Task material:
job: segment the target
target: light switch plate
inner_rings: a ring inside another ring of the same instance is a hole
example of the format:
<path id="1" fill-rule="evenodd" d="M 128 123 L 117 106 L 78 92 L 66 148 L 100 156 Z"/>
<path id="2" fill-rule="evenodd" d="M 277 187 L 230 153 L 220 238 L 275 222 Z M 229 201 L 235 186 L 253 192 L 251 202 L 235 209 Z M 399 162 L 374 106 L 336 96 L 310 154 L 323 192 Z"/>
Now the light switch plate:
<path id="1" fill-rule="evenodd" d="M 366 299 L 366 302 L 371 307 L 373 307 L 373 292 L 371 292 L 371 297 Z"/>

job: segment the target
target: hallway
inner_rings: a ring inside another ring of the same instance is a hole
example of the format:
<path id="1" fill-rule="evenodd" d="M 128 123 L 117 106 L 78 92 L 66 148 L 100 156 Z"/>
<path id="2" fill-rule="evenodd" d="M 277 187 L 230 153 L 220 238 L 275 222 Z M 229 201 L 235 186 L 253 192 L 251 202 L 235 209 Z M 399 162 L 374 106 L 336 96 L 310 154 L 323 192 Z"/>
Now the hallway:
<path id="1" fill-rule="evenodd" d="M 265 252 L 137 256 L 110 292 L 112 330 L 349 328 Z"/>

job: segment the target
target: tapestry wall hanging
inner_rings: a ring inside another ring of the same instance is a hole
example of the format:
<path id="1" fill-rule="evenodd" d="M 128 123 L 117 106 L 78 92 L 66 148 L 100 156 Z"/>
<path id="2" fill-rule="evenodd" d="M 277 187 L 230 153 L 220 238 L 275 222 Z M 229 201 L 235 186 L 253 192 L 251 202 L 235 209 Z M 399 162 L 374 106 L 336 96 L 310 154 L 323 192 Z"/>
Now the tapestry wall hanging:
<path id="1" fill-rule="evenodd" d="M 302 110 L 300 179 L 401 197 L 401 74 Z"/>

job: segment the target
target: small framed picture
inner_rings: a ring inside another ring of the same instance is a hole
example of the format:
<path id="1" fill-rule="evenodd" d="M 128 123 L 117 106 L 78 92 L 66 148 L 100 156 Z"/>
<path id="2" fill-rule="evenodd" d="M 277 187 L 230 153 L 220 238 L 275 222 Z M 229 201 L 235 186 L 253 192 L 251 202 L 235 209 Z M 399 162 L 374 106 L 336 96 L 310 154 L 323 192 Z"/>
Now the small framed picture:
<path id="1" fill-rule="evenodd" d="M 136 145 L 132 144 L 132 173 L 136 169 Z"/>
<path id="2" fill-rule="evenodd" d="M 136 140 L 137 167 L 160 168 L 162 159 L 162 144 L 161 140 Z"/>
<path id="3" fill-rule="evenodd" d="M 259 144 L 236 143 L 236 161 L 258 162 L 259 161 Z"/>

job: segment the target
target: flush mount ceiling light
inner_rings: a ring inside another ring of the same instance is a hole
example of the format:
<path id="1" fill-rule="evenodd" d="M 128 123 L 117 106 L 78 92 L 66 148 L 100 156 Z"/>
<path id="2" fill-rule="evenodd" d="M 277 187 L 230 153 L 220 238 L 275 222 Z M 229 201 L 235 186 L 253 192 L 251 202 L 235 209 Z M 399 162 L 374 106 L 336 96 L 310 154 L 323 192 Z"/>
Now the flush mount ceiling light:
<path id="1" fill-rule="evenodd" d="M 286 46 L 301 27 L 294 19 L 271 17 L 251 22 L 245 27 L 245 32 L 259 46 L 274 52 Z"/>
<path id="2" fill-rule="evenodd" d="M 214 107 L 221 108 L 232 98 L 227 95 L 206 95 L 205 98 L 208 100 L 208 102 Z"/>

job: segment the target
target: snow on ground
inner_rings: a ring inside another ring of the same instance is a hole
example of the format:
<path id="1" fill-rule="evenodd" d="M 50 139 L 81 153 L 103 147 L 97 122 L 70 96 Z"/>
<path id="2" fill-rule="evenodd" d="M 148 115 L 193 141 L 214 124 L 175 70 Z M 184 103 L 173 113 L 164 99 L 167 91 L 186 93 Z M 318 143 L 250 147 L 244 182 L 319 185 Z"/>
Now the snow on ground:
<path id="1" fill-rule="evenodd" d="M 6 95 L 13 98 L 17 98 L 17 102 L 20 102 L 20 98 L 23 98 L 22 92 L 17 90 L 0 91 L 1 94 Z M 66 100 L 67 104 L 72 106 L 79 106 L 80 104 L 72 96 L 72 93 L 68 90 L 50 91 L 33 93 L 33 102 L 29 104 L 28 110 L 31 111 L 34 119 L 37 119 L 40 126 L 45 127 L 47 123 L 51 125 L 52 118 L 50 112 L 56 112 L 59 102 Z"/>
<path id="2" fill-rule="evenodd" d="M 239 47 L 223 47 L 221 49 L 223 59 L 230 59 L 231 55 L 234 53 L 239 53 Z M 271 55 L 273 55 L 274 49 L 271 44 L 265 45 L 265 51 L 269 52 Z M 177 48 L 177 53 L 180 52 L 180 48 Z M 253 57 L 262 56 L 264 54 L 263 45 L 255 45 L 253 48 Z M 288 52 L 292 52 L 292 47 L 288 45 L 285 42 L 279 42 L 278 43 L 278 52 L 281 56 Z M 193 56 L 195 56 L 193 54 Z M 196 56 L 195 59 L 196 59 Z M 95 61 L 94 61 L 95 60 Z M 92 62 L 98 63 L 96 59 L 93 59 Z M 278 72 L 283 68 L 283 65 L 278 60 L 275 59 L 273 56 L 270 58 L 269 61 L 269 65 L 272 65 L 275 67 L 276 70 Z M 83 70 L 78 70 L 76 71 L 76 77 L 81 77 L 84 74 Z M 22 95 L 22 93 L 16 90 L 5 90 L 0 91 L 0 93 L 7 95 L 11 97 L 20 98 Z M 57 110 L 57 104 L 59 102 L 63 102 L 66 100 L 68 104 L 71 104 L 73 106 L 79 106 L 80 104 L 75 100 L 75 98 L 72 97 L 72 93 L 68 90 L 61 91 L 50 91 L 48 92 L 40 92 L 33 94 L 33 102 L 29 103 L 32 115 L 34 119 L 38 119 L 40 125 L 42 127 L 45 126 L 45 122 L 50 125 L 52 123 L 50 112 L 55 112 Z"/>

What you are asked to do: Revise all of the records above, replacing each occurrence of "segment the target" with "trace the target" and leaving every other line unchanged.

Solution for this exercise:
job: trace the target
target: light switch plate
inner_rings: a ring inside another ring of the same instance is a hole
example of the format:
<path id="1" fill-rule="evenodd" d="M 128 123 L 117 106 L 78 92 L 66 148 L 100 156 Z"/>
<path id="2" fill-rule="evenodd" d="M 277 187 L 230 153 L 220 238 L 275 222 Z M 229 201 L 235 186 L 253 192 L 251 202 L 235 209 Z M 399 162 L 374 106 L 336 96 L 310 154 L 323 192 Z"/>
Now the light switch plate:
<path id="1" fill-rule="evenodd" d="M 366 299 L 366 302 L 371 307 L 373 307 L 373 292 L 371 292 L 371 297 Z"/>

job: trace the target
target: hallway
inner_rings: a ring inside another ring of the same instance is a hole
example of the format:
<path id="1" fill-rule="evenodd" d="M 128 123 L 117 106 L 78 92 L 66 148 L 100 156 Z"/>
<path id="2" fill-rule="evenodd" d="M 277 187 L 230 153 L 220 238 L 275 222 Z M 229 201 L 235 186 L 253 192 L 251 202 L 235 209 Z M 399 162 L 374 106 L 336 96 L 310 154 L 323 192 Z"/>
Now the hallway:
<path id="1" fill-rule="evenodd" d="M 265 252 L 137 256 L 110 292 L 112 330 L 349 328 Z"/>

job: trace the target
target: tapestry wall hanging
inner_rings: a ring inside another ring of the same instance is a hole
example of the format:
<path id="1" fill-rule="evenodd" d="M 128 123 L 117 106 L 78 92 L 66 148 L 100 156 Z"/>
<path id="2" fill-rule="evenodd" d="M 277 187 L 230 153 L 220 238 L 275 222 Z M 229 201 L 235 186 L 253 192 L 251 202 L 235 209 Z M 399 162 L 374 106 L 336 96 L 310 154 L 323 192 Z"/>
Now the tapestry wall hanging:
<path id="1" fill-rule="evenodd" d="M 302 110 L 300 179 L 401 197 L 401 74 Z"/>

job: trace the target
target: small framed picture
inner_rings: a ring inside another ring of the same instance is a hole
example of the format:
<path id="1" fill-rule="evenodd" d="M 128 123 L 117 106 L 78 92 L 66 148 L 100 156 Z"/>
<path id="2" fill-rule="evenodd" d="M 277 187 L 230 153 L 220 238 L 275 222 Z M 229 201 L 235 186 L 253 192 L 251 202 L 235 209 Z M 399 162 L 374 106 L 336 96 L 310 154 L 323 192 Z"/>
Now the small framed picture:
<path id="1" fill-rule="evenodd" d="M 136 145 L 132 144 L 132 173 L 136 169 Z"/>
<path id="2" fill-rule="evenodd" d="M 136 140 L 137 167 L 160 168 L 162 159 L 162 144 L 161 140 Z"/>
<path id="3" fill-rule="evenodd" d="M 259 144 L 236 143 L 236 161 L 258 162 L 259 161 Z"/>

job: trace the target
target: flush mount ceiling light
inner_rings: a ring inside another ring of the same instance is a hole
example of the format:
<path id="1" fill-rule="evenodd" d="M 128 123 L 117 106 L 78 92 L 66 148 L 100 156 Z"/>
<path id="2" fill-rule="evenodd" d="M 277 187 L 230 153 L 220 238 L 275 222 Z M 229 201 L 235 186 L 253 192 L 251 202 L 235 209 Z M 399 162 L 374 106 L 336 96 L 310 154 L 323 192 Z"/>
Now the flush mount ceiling light:
<path id="1" fill-rule="evenodd" d="M 286 46 L 301 27 L 294 19 L 271 17 L 251 22 L 245 27 L 245 32 L 259 46 L 274 52 Z"/>
<path id="2" fill-rule="evenodd" d="M 214 107 L 221 108 L 232 98 L 227 95 L 206 95 L 205 98 L 208 100 L 208 102 Z"/>

job: trace the target
target: snow on ground
inner_rings: a ring inside another ring of the same instance is a hole
example of the format:
<path id="1" fill-rule="evenodd" d="M 50 139 L 81 153 L 103 147 L 97 122 L 70 96 Z"/>
<path id="2" fill-rule="evenodd" d="M 148 115 L 193 141 L 214 124 L 175 70 Z M 184 103 L 173 113 L 164 99 L 167 91 L 186 93 Z M 318 143 L 250 147 L 244 182 L 319 185 Z"/>
Now the snow on ground:
<path id="1" fill-rule="evenodd" d="M 6 95 L 13 98 L 17 98 L 17 102 L 20 102 L 20 98 L 23 98 L 22 92 L 17 90 L 0 91 L 1 94 Z M 66 100 L 67 104 L 72 106 L 79 106 L 80 104 L 72 96 L 72 93 L 68 90 L 50 91 L 33 93 L 33 102 L 29 104 L 28 110 L 31 111 L 34 119 L 37 119 L 40 126 L 45 127 L 47 123 L 51 125 L 52 118 L 50 112 L 56 112 L 59 102 Z"/>
<path id="2" fill-rule="evenodd" d="M 239 47 L 223 47 L 221 49 L 223 59 L 230 59 L 231 55 L 234 53 L 239 53 Z M 271 55 L 273 55 L 274 49 L 271 44 L 265 45 L 265 51 L 269 52 Z M 177 48 L 177 53 L 180 52 L 180 48 Z M 253 57 L 262 56 L 264 54 L 263 45 L 255 45 L 253 48 Z M 288 52 L 292 52 L 292 47 L 288 45 L 285 42 L 279 42 L 278 43 L 278 52 L 281 56 Z M 193 56 L 195 56 L 193 54 Z M 196 56 L 195 59 L 196 59 Z M 95 61 L 94 61 L 95 60 Z M 92 62 L 98 63 L 96 59 L 93 59 Z M 278 72 L 283 68 L 283 65 L 278 60 L 275 59 L 273 56 L 270 58 L 269 61 L 269 65 L 272 65 L 275 67 L 276 70 Z M 83 70 L 78 70 L 76 71 L 76 77 L 81 77 L 84 74 Z M 22 95 L 22 93 L 16 90 L 5 90 L 0 91 L 0 93 L 7 95 L 11 97 L 20 98 Z M 57 110 L 57 104 L 59 102 L 63 102 L 66 100 L 68 104 L 71 104 L 73 106 L 79 106 L 80 104 L 75 100 L 75 98 L 72 97 L 72 93 L 68 90 L 61 91 L 50 91 L 48 92 L 40 92 L 33 94 L 33 102 L 29 103 L 32 115 L 34 119 L 38 119 L 40 125 L 42 127 L 45 126 L 45 122 L 50 125 L 52 123 L 50 112 L 55 112 Z"/>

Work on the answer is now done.